■ Instructions ■
[a] In the post about the retina specialist visit, how long did the specialist spend reading up on Cowden's Syndrome before the exam?
[b] Carry on the post about the retina specialist visit, picking up right after its final sentence.

■ Exercise passage ■
= = = =
Insert HUGE sigh of relief here.
We saw the retina specialist. He was a young guy. He took a medical history. He had never heard of Cowden’s Syndrome so he took 15 minutes to read and familiarize himself with it so we could have an intelligent conversation BEFORE the exam. (This is where all my fellow Cowden’s sufferers stop in amazement… yes – imagine that!)
He understood my concerns, especially the vascular ones since the eye doctor saw “something” on the picture of the eye.
Even with her having said, “It’s Probably Nothing, but…,” he still took almost 1 hour start to finish on the exam.
He looked in her eye. He photographed the eye. He tested her eye pressure, and her vision with and without glasses. He systematically eliminated cause for concern, until he was able to say – yes, her vision declined – but I don’t see any ominous reason why that happened.
There is NO evidence of vascular lesion. There is NOTHING to indicate that Cowden’s Syndrome played any part in this one. Instead, it’s a bit of “cat and mouse.” This time we are chasing a different set of genetics.
Unfortunately for Meghan, her father’s family doesn’t carry good eyesight. Seems she got the PTEN mutation from me, and the rotten eyesight from them. Share, Share.., I am not happy about the poor eyesight, but it is a lot more straightforward and less messy than anything Cowden’s related.
= = = =
■ Extracted entries ■

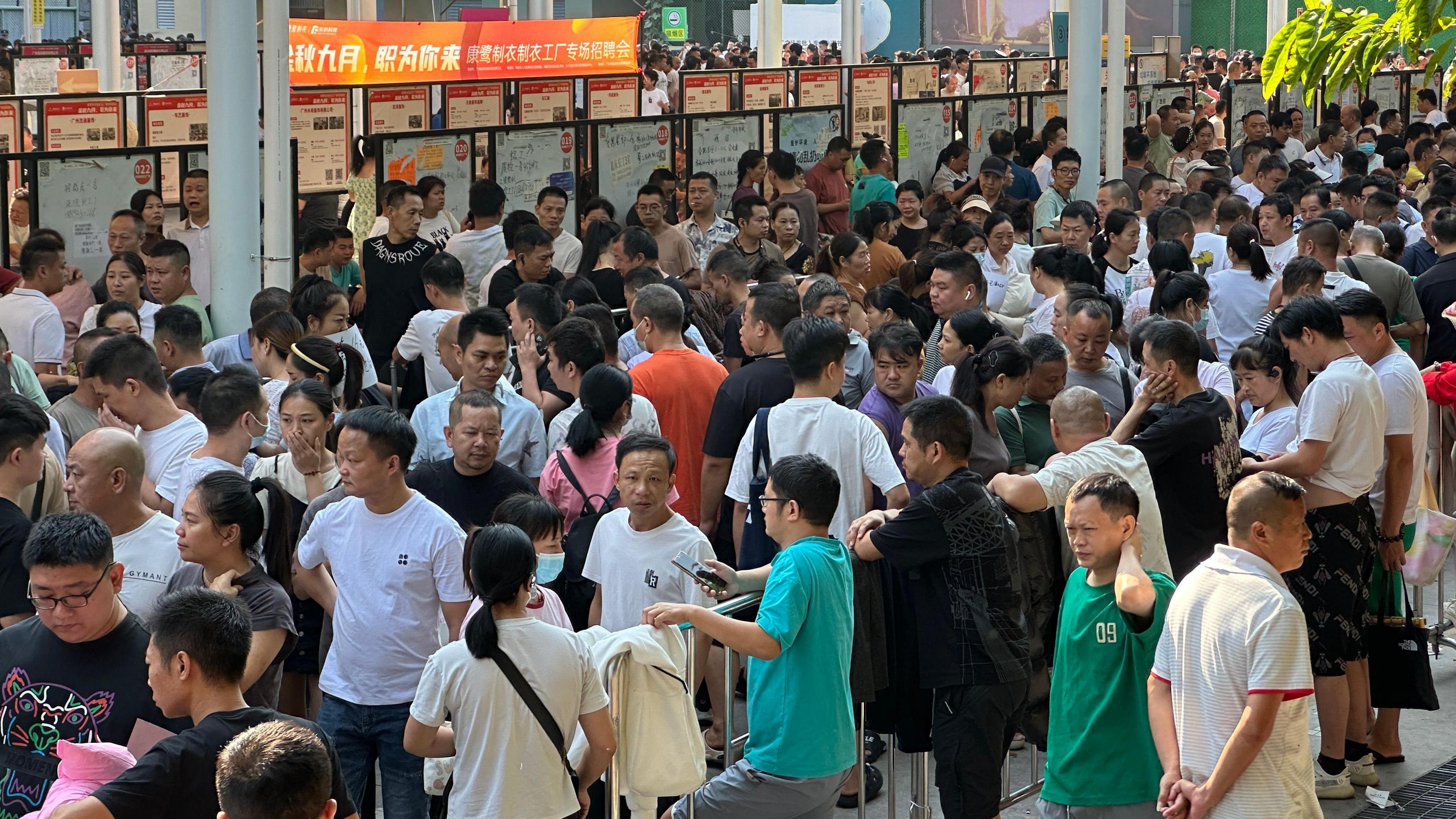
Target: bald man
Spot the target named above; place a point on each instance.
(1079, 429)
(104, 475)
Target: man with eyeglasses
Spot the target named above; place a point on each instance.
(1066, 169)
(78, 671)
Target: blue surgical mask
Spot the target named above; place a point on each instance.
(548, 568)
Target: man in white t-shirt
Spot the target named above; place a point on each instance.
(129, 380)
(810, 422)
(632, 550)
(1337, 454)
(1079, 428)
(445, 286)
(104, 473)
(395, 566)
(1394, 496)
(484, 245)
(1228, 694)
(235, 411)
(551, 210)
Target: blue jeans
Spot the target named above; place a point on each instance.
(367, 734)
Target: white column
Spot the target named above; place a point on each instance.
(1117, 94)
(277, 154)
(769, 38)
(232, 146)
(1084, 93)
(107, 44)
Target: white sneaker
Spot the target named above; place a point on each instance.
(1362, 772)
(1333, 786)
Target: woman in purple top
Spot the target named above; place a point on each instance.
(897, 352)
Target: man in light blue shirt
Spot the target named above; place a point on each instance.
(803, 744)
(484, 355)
= = = =
■ Answers in order ■
[a] 15 minutes.

[b]
Over suffered, and under researched. All of them.
Spoke to a Mom, a volunteer at the Global Genes Project.
She was lovely.
She also has twin 9-year-old girls with a rare disease, whose chances of long-term survival are bleak.
The kind of conversation you end wow-ing the other person’s strength, and being thankful for drawing the rare disease card you did.
And this week I am being reminded that your kid doesn’t need a rare disease to end up in dire straights. Young children are snatched from their parents far too soon. In ways that just don’t make sense.
So we pray. A lot.
We can’t fix everything. As a matter of fact we can’t fix most things. So we hope. And we help. The best way we can.
We will make lots more ribbons. People need to know about these disorders. All of them. And once they know, they will help.
We contacted the paper in hoped they will run a story. Every day feels like a story unto itself.
This time it wasn’t the Cowden’s. Thank God.
But there will be a next time. The worry will never cease.
Hold your children tightly. To a large extent we are lucky. We seem to know the beast we are fighting.
Tell them you love them. All the time.
We are going to Disney again. Money well spent.
Don’t look too closely at the backyard, and the deck. Just come spend some time with us. It passes too fast.
And WAY too much of it is spent at doctors, without much reprieve.